Dataset entries

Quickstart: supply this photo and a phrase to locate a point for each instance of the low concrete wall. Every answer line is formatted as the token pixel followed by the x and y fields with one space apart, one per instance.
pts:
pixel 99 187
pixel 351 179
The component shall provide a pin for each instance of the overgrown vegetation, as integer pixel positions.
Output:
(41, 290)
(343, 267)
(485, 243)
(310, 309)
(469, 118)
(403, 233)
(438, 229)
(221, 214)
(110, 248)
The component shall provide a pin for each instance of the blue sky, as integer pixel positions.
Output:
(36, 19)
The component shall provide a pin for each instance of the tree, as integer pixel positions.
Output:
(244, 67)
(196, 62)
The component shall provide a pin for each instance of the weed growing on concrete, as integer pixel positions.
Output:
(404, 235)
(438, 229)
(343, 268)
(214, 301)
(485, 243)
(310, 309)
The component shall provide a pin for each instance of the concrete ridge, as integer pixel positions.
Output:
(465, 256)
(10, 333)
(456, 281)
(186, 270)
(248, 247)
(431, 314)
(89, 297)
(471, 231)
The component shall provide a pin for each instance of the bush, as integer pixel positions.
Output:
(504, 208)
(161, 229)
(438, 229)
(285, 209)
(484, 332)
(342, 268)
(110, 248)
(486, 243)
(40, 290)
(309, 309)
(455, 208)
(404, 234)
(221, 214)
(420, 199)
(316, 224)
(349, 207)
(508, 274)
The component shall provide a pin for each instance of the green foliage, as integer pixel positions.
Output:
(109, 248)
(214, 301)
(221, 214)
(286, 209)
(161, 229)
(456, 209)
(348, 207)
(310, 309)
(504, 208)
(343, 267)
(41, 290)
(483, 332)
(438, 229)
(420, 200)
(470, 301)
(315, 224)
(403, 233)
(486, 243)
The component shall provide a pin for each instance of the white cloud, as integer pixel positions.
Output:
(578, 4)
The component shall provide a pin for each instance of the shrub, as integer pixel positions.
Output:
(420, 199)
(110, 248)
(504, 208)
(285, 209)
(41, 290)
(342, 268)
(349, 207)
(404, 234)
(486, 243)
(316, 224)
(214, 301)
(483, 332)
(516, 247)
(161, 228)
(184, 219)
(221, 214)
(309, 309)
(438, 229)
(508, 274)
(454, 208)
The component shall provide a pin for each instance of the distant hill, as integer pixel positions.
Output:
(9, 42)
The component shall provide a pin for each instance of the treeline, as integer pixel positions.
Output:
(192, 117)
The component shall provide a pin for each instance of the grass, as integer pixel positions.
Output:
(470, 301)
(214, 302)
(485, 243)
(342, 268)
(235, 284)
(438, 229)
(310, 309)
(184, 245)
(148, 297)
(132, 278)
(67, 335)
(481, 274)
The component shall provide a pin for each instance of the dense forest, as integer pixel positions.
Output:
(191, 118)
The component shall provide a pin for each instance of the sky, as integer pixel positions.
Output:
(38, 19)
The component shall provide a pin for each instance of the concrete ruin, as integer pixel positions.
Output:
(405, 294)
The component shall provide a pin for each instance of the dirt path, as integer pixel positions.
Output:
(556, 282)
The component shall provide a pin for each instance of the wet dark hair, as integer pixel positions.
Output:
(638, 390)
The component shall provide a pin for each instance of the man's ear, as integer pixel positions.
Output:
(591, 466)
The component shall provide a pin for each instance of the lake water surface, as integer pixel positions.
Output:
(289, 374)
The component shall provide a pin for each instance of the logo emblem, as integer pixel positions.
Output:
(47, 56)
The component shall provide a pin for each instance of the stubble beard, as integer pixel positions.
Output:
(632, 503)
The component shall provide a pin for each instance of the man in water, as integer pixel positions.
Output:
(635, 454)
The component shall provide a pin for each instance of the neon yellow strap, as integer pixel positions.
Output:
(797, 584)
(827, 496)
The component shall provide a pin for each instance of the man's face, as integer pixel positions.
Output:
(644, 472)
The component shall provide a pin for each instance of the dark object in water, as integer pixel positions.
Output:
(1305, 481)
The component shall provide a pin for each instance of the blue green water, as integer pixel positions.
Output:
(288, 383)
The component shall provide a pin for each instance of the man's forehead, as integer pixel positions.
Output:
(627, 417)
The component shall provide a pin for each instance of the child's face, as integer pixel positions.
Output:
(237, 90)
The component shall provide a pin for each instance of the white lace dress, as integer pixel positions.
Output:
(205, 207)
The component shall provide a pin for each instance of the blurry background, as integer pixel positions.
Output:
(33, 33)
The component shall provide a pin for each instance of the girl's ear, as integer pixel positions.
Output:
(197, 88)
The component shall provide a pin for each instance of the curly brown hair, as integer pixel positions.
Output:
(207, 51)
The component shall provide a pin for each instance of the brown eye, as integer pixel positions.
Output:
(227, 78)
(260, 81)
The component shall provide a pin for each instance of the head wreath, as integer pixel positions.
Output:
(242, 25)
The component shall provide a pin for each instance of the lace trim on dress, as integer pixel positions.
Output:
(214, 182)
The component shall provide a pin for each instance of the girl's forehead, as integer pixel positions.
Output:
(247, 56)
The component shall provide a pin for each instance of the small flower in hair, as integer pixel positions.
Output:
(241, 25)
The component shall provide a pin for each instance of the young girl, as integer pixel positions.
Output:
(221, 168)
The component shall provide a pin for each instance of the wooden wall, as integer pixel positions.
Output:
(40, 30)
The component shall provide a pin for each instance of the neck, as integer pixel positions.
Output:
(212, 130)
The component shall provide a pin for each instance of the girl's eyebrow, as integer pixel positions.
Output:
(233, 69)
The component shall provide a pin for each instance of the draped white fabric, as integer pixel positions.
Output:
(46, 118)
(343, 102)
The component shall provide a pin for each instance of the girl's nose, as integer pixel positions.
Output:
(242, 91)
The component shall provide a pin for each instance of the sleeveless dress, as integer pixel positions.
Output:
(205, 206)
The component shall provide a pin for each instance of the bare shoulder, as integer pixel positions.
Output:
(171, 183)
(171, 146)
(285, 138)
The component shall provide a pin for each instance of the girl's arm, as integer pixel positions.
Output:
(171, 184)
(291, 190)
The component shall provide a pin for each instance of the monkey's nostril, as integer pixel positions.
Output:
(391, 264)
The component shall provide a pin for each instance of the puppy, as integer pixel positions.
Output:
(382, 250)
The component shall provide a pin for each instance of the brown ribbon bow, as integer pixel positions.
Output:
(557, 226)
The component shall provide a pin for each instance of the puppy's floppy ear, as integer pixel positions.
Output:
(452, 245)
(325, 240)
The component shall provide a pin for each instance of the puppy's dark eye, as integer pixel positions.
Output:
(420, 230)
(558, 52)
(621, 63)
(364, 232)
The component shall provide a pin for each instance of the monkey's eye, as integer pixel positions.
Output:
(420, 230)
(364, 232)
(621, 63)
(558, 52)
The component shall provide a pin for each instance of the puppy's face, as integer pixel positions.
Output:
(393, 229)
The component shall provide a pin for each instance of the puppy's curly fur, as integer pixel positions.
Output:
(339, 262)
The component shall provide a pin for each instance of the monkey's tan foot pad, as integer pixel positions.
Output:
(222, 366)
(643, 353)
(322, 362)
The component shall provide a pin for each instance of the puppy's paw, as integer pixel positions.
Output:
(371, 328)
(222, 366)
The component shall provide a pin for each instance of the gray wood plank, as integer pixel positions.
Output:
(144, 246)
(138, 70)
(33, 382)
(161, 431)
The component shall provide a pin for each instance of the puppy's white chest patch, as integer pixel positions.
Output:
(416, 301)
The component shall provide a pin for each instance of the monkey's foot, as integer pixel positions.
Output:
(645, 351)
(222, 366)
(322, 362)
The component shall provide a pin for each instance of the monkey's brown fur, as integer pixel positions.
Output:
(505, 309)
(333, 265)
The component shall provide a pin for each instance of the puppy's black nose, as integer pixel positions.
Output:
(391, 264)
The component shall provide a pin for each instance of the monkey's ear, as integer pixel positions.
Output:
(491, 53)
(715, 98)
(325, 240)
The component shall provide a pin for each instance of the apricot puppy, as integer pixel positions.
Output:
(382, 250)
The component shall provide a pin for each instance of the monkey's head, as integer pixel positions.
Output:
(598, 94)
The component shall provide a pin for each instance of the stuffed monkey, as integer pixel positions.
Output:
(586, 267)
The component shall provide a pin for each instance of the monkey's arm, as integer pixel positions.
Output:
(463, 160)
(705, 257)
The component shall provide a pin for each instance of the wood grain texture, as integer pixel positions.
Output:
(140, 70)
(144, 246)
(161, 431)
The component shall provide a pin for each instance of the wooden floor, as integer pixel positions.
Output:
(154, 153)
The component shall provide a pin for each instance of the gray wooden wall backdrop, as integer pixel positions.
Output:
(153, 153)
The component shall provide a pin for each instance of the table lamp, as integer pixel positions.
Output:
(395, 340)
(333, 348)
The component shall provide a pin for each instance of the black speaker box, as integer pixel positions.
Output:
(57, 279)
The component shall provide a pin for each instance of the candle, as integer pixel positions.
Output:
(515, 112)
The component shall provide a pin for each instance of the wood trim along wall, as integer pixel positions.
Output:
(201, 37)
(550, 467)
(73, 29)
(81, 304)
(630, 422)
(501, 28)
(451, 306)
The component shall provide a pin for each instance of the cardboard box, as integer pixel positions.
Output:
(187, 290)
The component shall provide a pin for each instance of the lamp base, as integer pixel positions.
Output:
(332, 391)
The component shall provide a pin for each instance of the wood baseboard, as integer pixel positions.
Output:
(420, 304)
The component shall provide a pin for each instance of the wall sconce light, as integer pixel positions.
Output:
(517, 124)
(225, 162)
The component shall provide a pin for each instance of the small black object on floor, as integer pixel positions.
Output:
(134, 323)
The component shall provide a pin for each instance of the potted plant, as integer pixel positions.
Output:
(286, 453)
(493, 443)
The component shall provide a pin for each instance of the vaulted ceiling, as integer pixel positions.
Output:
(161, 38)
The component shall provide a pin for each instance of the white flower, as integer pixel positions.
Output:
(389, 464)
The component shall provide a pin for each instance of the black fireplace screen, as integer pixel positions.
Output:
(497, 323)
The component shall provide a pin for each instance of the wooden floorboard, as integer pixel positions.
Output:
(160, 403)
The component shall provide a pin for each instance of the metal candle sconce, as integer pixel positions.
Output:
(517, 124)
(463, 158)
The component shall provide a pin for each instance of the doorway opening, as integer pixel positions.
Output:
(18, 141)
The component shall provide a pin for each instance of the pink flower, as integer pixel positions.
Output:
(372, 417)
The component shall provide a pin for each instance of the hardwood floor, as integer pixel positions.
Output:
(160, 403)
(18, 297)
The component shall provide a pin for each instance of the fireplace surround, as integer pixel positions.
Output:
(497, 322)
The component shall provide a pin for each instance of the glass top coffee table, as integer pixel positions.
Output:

EXERCISE: Return a copy of each line in the entries that carries the string "forehead".

REPLY TO THE EXERCISE:
The component shall provide a pin for each instance of the man's forehead, as integer pixel positions.
The component shall provide a pin for each instance of the girl's forehead, as integer pixel positions.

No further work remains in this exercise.